| WHAT YOU WILL DO |
Pick out every line in the rows below that contains the word "green", and copy each one. Case counts.

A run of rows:
|---|
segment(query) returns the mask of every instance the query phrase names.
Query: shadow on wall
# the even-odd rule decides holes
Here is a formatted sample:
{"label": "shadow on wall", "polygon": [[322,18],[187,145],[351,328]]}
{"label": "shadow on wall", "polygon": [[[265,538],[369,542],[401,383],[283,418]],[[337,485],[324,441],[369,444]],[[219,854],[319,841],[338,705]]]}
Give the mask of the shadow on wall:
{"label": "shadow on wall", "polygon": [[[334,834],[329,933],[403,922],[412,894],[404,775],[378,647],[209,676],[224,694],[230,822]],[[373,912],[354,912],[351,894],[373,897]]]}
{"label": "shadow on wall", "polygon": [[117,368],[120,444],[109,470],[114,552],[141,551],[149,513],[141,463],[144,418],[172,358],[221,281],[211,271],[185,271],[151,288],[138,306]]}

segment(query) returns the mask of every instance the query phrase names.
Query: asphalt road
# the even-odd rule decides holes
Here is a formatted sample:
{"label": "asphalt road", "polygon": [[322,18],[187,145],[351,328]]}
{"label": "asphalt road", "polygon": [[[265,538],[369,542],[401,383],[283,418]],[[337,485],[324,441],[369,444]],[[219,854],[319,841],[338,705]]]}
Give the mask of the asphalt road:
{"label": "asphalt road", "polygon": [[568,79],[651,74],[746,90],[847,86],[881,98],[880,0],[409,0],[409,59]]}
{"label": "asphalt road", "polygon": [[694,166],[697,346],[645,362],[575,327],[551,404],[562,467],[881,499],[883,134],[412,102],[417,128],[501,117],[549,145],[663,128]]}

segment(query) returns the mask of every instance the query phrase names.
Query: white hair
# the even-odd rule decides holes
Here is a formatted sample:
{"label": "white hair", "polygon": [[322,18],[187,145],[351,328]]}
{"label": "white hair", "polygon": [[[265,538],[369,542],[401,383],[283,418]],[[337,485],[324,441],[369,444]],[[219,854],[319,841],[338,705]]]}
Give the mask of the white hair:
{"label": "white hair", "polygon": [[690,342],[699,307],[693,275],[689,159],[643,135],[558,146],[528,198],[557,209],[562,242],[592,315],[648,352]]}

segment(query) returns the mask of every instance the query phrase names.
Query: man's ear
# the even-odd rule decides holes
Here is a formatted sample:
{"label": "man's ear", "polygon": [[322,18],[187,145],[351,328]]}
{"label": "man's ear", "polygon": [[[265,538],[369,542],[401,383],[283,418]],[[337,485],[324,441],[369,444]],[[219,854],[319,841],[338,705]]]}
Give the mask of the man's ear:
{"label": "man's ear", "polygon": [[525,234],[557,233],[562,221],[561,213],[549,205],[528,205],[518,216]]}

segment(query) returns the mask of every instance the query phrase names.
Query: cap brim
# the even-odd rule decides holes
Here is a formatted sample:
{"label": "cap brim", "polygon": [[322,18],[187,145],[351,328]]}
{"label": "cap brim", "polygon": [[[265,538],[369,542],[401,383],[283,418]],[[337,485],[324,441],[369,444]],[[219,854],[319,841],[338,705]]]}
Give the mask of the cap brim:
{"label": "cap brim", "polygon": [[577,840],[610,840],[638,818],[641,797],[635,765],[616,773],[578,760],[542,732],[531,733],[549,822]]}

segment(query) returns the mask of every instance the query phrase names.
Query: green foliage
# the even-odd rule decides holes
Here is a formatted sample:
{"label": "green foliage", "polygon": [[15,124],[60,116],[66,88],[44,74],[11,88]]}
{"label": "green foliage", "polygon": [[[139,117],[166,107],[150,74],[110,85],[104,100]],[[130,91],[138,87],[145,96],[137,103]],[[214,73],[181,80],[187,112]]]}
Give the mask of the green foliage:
|---|
| SOLUTION |
Query: green foliage
{"label": "green foliage", "polygon": [[15,124],[60,116],[66,88],[44,74],[11,88]]}
{"label": "green foliage", "polygon": [[[139,117],[166,107],[150,74],[110,85],[104,100]],[[130,91],[138,87],[145,96],[137,103]],[[214,73],[181,80],[187,112]]]}
Give the mask of the green foliage:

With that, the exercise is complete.